▶ _Passage shown_
▼
The request: ‘Configure a promotion where Gold-tier members earn triple points on Electronics-category purchases, only during a 14-day window, capped at 500 bonus points per account, excluding members who joined in the last 30 days.’
What it reveals: Can marketing configure this without a developer? How many steps? Are any requirements (tier eligibility, category restriction, time window, per-account cap, recency exclusion) beyond the native rule engine? If the team says ‘we'd build that as a custom rule,’ record it on your scorecard.
The request: ‘Build a post-enrollment journey: a welcome email on enrollment day; a balance-update notification after the first qualifying purchase; a tier-progress nudge 30 days after enrollment if the member is within 20% of the next threshold; and a churn-prevention offer if no qualifying purchase occurs within 60 days.’
What it reveals: Multi-step journey building with behavioral triggers? Can the journey branch on member state (near-tier vs. not)? Can marketing build it without an implementation consultant? Is tier proximity a native platform variable or a separate integration?
The request: ‘During an active double-points promotion, show real-time reporting — incremental transaction volume for members who received the offer vs. a control group who did not, and the total points liability issued.’
What it reveals: Control-group A/B testing for promotions? Promotion-specific incremental lift, or only total member revenue? Real-time points liability, or an export-and-calculate workflow? This is the CFO-facing capability the loyalty business case depends on.
The request: ‘Walk us through exporting the complete member database — name, email, enrollment date, tier, lifetime points earned and redeemed, and 24 months of transaction history — in a standard format importable into another platform.’
What it reveals: Is export self-service or a vendor ticket? How long does a full export take? Proprietary format or standard CSV/JSON? This is the migration-feasibility test. If the vendor cannot demonstrate a clean, self-service export, your data is effectively held hostage for the contract term.
Vendor-selected references are, by definition, happy clients — chosen because they are successful deployments and trusted to speak positively. A call structured to confirm what the vendor already told you produces nothing. A call structured to surface friction, failure, and recovery produces the information you actually need.
1. ‘Walk me through the implementation — specifically, what went wrong and how it was resolved.’ Every implementation has problems; a reference that says ‘it was perfect’ isn't engaging honestly. How quickly and thoroughly the vendor responded is the most useful implementation-quality signal available.
2. ‘What was the most significant gap between what was promised in the sales process and what was delivered?’ Feature parity, timeline, implementation quality, and commercial support are common answer categories. If there is no gap, the reference isn't engaging with the question.
3. ‘What change requests have you submitted that are not yet complete, and how long have they been open?’ Change-request velocity is one of the biggest sources of long-term dissatisfaction. A client with 15 requests open for six months has a relationship problem invisible from the vendor's reference presentation.
▲
▶ _Material provided_
▼
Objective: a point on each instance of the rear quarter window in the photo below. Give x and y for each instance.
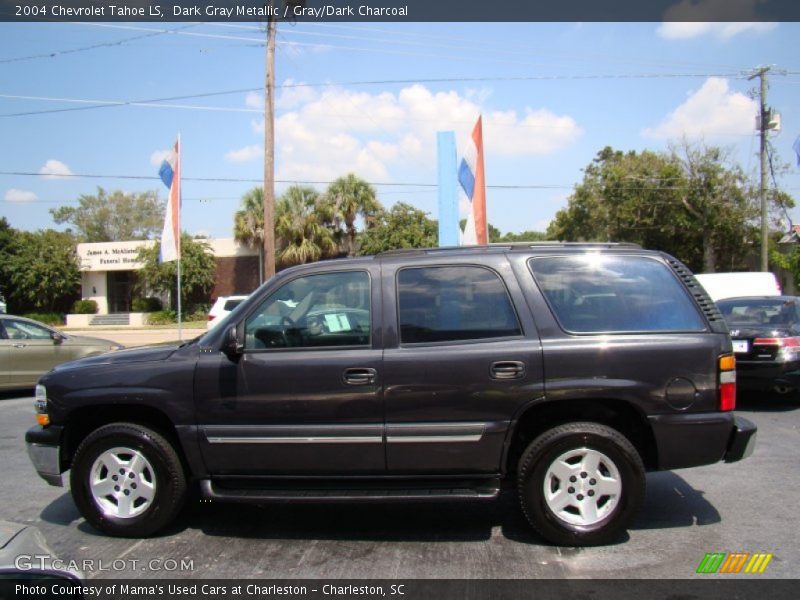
(596, 293)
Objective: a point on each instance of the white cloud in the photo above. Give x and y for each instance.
(14, 195)
(158, 157)
(54, 169)
(723, 31)
(710, 111)
(340, 130)
(245, 154)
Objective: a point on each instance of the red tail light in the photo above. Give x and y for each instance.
(727, 382)
(792, 342)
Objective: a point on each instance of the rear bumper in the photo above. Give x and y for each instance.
(692, 440)
(743, 440)
(44, 450)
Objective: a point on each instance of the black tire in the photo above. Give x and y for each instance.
(162, 479)
(619, 466)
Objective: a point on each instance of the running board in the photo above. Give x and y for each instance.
(211, 491)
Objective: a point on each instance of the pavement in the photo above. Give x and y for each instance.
(138, 337)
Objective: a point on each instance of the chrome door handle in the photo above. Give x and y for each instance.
(356, 376)
(507, 369)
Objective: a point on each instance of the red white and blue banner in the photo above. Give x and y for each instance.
(471, 178)
(170, 173)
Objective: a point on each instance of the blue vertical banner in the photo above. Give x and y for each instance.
(448, 192)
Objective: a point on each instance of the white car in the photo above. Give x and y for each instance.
(221, 308)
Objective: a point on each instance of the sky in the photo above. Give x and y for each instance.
(108, 100)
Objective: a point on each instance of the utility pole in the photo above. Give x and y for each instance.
(269, 150)
(764, 117)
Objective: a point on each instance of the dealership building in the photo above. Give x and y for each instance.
(109, 277)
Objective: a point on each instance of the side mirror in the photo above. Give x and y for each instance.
(233, 344)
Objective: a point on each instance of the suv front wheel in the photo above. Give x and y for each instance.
(127, 480)
(581, 484)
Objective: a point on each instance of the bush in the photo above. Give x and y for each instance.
(149, 304)
(84, 307)
(46, 318)
(198, 312)
(162, 317)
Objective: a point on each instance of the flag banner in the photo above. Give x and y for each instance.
(170, 173)
(472, 181)
(796, 148)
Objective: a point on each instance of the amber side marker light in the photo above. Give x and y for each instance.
(727, 382)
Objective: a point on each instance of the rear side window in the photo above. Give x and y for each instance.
(231, 304)
(454, 303)
(596, 293)
(742, 312)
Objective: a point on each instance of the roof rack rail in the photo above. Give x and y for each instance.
(507, 246)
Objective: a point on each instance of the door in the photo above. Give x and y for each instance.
(5, 357)
(459, 370)
(305, 396)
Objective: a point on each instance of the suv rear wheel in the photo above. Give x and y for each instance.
(127, 480)
(581, 484)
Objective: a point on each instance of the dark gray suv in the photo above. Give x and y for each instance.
(567, 369)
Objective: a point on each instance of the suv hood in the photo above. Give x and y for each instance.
(143, 354)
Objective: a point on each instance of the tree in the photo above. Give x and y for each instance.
(525, 236)
(197, 271)
(345, 200)
(248, 224)
(689, 202)
(401, 227)
(7, 236)
(300, 236)
(117, 216)
(42, 271)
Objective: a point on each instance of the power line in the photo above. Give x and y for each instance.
(648, 184)
(159, 102)
(371, 50)
(94, 46)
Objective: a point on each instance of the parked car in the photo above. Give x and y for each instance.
(733, 285)
(221, 308)
(569, 369)
(29, 348)
(766, 339)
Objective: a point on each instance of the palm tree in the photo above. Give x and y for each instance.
(248, 225)
(344, 201)
(300, 235)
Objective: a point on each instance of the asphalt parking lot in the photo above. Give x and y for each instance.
(748, 506)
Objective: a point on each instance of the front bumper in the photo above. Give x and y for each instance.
(44, 450)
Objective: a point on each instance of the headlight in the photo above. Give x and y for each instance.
(40, 404)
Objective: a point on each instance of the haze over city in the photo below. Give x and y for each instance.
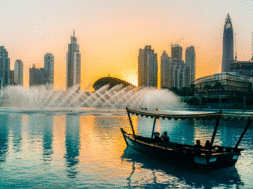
(110, 34)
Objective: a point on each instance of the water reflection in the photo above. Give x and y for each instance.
(162, 174)
(4, 134)
(72, 143)
(15, 125)
(47, 138)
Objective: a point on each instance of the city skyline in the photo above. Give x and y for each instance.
(110, 34)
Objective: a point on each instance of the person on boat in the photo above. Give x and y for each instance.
(165, 137)
(208, 144)
(198, 145)
(157, 137)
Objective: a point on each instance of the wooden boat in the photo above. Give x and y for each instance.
(212, 157)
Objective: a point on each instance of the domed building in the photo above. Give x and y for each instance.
(112, 81)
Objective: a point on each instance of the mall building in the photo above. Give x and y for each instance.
(224, 85)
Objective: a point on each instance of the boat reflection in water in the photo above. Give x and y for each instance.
(72, 143)
(4, 140)
(170, 175)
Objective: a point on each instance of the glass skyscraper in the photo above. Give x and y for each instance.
(228, 45)
(73, 72)
(147, 67)
(49, 69)
(4, 67)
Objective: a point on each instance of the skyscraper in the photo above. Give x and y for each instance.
(36, 76)
(73, 71)
(190, 60)
(176, 53)
(228, 45)
(49, 69)
(4, 67)
(147, 67)
(165, 70)
(18, 73)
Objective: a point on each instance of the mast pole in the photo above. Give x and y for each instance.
(153, 128)
(130, 120)
(247, 126)
(215, 130)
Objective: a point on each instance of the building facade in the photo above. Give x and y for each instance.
(165, 71)
(73, 72)
(190, 60)
(11, 77)
(176, 53)
(147, 67)
(179, 74)
(244, 68)
(224, 85)
(49, 69)
(4, 67)
(18, 73)
(228, 45)
(36, 76)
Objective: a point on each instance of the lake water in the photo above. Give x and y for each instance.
(88, 151)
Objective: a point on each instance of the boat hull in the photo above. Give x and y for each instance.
(183, 155)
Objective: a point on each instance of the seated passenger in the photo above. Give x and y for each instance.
(198, 145)
(157, 137)
(208, 144)
(165, 137)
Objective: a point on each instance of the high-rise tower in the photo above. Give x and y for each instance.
(4, 67)
(18, 73)
(147, 67)
(190, 60)
(165, 70)
(176, 53)
(49, 69)
(73, 71)
(228, 45)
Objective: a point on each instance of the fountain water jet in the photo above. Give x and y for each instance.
(118, 97)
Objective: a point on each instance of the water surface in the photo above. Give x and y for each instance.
(88, 151)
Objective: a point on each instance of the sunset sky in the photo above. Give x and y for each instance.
(110, 33)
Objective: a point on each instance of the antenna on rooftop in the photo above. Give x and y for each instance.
(252, 46)
(235, 49)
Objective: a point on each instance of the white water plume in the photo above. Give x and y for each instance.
(118, 97)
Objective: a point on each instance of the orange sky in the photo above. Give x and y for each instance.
(111, 32)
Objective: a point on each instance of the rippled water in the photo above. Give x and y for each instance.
(74, 151)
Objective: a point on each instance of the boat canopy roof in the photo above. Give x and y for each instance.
(182, 115)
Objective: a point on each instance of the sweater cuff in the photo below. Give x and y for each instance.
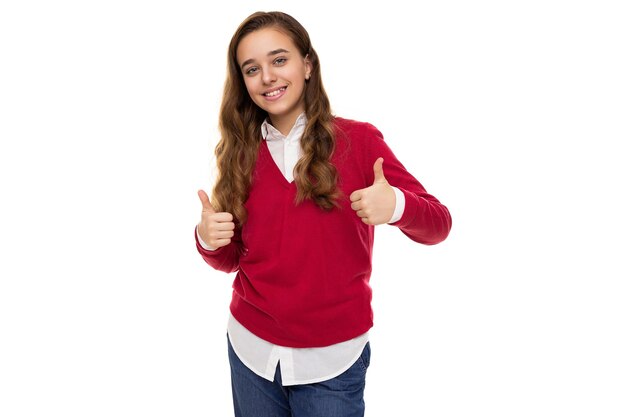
▲
▶ _Aim A_
In the loyalty-vendor evaluation text, why should a reference call be structured to surface friction, failure, and recovery instead of confirming what the vendor has said? Answer in one to three sentences.
▶ _Aim B_
Answer these questions from the loyalty-vendor evaluation text, one answer per line, with the same markings:
(i) What cap on bonus points per account does the Gold-tier promotion request set?
(ii) How many months of transaction history does the member-database export request include?
(iii) In the change-request example, how many requests has the client had open, and for how long?
The records are separate material and stand apart from the text.

▶ _Task output A_
Vendor-selected references are happy clients, chosen because their deployments succeeded and trusted to speak positively. A call that only confirms what the vendor already said therefore produces nothing. A call built around friction, failure, and recovery produces the information actually needed.

▶ _Task output B_
(i) 500 bonus points per account.
(ii) 24 months.
(iii) 15 requests, open for six months.